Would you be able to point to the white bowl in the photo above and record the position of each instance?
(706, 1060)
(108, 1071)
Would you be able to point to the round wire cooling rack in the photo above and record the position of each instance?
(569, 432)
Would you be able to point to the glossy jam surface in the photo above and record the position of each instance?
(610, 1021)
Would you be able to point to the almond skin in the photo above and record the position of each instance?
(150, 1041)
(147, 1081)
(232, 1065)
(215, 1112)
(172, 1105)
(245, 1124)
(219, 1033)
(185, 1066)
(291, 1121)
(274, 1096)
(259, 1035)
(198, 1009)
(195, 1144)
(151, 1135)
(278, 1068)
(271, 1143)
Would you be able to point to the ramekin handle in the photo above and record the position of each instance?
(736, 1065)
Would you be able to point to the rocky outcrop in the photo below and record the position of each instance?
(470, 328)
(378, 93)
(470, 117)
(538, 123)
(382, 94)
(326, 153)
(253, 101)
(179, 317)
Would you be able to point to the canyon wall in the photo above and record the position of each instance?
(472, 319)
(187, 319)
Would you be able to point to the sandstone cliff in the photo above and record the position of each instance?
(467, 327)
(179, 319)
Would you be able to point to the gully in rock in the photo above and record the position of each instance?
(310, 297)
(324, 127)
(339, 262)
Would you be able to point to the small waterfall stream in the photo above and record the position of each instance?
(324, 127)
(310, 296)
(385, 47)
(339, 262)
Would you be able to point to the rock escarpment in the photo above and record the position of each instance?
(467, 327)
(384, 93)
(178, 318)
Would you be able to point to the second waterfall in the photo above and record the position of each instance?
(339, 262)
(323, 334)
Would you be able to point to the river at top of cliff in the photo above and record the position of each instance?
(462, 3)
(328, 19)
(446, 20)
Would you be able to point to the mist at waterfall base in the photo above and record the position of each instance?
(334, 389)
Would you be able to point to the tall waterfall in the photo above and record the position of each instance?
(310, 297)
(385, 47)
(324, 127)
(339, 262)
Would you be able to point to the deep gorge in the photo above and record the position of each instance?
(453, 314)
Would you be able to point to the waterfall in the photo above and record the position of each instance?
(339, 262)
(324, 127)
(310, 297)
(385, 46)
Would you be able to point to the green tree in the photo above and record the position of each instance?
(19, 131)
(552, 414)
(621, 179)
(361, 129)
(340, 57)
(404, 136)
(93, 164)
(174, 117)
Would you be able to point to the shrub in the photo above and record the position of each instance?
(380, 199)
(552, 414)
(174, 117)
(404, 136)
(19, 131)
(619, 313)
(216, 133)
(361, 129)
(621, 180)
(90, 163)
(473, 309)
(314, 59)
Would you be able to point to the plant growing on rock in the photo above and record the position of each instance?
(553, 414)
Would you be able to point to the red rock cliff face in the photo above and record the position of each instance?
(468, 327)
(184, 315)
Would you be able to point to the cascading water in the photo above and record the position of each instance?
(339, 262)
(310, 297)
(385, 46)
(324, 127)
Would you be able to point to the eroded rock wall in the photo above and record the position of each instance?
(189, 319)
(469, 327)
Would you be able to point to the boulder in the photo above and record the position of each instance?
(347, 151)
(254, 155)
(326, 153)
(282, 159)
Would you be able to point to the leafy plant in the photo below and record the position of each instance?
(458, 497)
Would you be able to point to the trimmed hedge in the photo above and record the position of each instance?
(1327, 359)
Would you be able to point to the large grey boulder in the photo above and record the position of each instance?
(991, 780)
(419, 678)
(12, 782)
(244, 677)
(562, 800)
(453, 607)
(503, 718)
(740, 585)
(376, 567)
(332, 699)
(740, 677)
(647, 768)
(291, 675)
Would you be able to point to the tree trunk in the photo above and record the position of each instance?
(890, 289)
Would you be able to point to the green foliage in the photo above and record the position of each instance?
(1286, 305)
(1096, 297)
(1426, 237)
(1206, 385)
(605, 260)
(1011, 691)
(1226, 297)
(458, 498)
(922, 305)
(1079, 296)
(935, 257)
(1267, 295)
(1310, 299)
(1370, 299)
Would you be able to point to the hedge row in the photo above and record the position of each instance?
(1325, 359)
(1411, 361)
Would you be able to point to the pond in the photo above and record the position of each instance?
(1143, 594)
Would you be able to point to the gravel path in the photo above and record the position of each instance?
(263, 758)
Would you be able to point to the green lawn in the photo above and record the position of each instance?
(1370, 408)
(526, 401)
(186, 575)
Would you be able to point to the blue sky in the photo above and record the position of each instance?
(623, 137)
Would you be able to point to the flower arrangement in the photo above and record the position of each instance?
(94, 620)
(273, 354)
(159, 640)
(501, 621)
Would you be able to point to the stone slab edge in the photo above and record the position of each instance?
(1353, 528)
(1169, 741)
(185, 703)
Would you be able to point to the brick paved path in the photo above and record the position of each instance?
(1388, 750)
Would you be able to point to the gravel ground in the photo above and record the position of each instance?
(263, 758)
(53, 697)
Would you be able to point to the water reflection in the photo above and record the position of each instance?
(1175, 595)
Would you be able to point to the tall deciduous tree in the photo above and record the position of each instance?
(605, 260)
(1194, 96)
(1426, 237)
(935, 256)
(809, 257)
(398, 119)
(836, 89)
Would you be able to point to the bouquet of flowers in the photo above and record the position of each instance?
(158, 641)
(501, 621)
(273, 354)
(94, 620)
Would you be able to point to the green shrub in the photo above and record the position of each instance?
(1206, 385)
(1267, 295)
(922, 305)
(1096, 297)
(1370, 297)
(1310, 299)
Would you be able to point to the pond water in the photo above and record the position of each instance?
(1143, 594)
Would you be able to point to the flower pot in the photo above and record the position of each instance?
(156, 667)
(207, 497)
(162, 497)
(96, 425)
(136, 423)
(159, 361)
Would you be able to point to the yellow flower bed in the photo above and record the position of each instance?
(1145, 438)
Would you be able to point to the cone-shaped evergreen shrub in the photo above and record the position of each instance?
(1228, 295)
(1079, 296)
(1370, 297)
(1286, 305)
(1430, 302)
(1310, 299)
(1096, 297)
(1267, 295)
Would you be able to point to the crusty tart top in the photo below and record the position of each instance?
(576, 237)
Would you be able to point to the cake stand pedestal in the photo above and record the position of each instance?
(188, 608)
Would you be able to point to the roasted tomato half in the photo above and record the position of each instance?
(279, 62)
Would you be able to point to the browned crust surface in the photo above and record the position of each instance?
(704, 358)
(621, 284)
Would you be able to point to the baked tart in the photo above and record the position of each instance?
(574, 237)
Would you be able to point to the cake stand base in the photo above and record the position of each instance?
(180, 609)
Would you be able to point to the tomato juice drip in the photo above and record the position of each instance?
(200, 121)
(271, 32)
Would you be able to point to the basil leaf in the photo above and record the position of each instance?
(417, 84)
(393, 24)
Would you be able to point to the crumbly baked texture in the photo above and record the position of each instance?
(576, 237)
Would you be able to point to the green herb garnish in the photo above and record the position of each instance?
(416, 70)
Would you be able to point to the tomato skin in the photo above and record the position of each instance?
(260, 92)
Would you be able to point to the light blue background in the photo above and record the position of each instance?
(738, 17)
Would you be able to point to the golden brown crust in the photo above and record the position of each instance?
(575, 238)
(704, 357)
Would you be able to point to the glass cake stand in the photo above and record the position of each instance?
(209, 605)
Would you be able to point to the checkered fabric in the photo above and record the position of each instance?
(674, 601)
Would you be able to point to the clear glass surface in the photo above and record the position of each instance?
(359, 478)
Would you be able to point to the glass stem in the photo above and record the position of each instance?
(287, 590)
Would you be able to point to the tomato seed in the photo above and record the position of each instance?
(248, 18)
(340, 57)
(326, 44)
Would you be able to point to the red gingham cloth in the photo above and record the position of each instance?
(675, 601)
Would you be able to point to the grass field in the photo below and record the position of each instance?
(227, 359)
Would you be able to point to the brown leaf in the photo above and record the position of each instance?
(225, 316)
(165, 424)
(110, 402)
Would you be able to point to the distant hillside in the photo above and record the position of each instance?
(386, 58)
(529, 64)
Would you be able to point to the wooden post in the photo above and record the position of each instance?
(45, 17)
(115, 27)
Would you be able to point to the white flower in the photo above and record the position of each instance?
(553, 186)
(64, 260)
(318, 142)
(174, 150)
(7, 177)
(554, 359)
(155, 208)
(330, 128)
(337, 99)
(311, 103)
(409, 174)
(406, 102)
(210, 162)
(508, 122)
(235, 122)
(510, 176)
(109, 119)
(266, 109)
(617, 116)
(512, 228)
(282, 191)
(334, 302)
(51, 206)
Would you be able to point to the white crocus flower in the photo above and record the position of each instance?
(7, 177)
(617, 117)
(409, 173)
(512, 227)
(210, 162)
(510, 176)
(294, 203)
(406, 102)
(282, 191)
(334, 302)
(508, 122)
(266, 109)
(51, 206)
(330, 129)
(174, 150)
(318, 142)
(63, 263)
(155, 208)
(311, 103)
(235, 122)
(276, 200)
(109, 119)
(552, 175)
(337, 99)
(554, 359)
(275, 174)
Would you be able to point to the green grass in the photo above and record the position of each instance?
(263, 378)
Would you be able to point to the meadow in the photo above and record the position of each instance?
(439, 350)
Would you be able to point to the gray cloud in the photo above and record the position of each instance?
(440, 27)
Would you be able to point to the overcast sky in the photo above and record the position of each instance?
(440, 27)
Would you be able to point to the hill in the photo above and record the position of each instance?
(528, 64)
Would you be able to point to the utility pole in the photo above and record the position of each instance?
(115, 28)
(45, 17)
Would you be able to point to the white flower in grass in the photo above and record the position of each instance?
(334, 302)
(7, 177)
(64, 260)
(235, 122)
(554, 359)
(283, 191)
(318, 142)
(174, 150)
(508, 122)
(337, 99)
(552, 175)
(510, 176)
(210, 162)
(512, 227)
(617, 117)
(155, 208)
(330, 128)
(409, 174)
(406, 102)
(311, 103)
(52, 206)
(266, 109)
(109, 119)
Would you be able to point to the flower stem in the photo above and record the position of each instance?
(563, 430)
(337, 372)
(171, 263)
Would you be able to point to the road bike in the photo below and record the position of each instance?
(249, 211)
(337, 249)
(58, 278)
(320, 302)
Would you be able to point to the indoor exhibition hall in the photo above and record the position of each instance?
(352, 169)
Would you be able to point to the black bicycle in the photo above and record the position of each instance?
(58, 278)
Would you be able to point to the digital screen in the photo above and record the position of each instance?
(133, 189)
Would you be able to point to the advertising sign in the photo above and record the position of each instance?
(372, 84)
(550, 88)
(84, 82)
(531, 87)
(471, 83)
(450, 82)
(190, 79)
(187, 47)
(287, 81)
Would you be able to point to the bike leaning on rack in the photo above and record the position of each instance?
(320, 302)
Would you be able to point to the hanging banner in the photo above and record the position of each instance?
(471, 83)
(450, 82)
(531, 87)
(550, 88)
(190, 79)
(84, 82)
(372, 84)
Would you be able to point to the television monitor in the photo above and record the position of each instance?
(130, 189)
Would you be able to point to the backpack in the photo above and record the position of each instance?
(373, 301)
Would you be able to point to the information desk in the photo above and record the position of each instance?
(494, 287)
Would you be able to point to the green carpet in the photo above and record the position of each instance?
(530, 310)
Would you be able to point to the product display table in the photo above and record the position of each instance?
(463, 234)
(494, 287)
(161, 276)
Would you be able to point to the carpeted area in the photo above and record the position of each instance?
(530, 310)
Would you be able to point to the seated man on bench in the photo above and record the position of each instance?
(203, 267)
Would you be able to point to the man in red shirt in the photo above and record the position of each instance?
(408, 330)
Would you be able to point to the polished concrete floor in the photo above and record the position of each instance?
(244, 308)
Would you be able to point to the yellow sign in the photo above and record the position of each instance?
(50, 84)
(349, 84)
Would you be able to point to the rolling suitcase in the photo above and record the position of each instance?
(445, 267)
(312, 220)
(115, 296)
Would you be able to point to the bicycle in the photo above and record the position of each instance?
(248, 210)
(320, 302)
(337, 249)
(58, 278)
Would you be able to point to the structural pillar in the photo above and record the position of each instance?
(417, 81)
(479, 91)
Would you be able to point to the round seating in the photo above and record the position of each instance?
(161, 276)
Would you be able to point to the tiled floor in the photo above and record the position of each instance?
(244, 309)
◆ ◆ ◆
> _The request_: Copy the rows word for word, from the first line of the rows through the line containing "(610, 1021)", including both of those lines.

> _Response for this exercise_:
Would you be able to point to the white bowl in the photo above and record the position of each instance?
(706, 1060)
(108, 1071)
Would you be able to point to the round wire cooling rack in the photo above and record the position of each instance?
(569, 432)
Would you be able to point to the glossy jam surface in the photo above and record the position of each instance?
(610, 1021)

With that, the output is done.